To be done = How many lines of the records below contain the string "water", counting only matches with the same case? Reply with the number alone.

Input data =
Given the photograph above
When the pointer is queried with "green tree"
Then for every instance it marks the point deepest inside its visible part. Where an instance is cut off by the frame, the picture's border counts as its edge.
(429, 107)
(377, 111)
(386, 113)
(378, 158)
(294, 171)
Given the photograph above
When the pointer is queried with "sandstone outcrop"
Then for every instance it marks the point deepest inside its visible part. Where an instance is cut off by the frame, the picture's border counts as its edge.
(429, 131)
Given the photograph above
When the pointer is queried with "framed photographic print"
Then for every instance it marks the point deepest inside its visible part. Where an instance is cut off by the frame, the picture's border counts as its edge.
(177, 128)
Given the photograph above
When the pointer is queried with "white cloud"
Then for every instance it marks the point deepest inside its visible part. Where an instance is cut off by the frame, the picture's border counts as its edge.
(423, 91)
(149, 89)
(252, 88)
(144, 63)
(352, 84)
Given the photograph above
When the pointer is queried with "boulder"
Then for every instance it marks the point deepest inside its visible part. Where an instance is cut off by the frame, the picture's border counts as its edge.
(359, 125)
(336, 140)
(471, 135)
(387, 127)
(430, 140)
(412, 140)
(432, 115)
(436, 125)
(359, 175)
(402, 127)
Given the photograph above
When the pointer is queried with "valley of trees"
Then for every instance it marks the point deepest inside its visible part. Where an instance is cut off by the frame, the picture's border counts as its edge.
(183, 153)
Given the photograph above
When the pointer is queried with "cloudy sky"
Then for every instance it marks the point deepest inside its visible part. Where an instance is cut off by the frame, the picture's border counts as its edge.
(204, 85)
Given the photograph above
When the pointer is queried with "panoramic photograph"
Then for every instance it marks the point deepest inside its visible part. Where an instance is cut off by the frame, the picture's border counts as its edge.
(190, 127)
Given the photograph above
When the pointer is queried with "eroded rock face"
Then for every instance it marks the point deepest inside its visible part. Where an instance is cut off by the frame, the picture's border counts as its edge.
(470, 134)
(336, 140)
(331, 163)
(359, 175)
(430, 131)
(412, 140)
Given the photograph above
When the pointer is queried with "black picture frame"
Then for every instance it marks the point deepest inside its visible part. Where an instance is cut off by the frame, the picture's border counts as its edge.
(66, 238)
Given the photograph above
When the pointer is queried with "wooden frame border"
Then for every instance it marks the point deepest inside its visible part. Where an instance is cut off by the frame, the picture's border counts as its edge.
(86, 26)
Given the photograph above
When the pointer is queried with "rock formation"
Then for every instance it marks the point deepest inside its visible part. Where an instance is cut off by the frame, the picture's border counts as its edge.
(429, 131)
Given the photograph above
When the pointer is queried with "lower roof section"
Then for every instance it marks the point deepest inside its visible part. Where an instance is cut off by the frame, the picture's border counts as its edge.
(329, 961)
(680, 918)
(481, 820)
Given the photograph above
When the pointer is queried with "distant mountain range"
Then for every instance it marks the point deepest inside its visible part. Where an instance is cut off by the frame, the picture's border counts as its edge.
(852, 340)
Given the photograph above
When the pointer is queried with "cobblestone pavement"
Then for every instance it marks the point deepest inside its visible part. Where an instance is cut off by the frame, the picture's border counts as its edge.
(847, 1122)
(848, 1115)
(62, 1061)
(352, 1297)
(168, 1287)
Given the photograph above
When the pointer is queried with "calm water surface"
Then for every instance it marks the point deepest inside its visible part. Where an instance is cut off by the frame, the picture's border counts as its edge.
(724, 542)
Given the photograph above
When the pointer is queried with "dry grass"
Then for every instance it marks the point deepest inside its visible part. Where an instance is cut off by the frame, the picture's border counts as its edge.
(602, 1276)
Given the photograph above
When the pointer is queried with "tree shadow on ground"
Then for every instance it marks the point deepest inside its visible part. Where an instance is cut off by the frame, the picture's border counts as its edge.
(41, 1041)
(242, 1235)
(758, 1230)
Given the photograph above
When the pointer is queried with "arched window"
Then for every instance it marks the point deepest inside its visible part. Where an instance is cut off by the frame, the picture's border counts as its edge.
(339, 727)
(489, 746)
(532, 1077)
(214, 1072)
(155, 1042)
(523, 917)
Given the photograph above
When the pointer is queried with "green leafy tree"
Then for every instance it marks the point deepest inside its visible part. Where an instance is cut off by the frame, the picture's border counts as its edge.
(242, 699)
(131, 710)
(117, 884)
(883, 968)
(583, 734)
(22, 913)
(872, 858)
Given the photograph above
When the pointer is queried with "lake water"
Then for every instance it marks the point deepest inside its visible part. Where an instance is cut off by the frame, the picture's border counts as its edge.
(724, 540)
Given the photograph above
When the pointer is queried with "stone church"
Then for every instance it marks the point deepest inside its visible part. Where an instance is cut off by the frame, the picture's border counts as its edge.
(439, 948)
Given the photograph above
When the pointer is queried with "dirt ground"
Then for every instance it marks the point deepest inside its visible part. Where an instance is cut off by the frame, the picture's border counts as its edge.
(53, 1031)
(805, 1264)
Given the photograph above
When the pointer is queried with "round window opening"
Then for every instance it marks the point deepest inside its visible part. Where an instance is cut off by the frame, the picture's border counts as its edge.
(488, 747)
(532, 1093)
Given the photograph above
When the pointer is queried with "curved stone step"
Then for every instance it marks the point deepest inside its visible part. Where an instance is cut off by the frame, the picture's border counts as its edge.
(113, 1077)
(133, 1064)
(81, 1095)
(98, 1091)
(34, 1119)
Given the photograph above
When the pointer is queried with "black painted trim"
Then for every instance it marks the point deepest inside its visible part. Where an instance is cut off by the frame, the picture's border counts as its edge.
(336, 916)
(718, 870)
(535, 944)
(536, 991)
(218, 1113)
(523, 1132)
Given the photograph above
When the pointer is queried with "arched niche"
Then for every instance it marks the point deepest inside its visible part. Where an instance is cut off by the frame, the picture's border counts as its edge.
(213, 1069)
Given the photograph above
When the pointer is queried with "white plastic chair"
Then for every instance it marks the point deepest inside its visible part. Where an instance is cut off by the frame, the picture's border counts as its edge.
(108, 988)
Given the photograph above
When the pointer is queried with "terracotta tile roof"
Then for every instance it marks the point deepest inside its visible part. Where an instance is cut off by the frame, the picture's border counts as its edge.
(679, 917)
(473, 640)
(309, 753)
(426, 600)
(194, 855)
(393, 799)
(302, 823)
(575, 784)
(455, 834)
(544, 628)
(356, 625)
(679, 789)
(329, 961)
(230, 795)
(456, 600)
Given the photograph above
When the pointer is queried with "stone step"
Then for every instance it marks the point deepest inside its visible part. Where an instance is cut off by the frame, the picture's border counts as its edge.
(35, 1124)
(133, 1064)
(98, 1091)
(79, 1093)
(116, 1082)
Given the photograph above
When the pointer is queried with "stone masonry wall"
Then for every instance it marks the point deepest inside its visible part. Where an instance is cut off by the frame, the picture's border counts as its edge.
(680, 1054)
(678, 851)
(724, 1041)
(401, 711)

Task answer = 2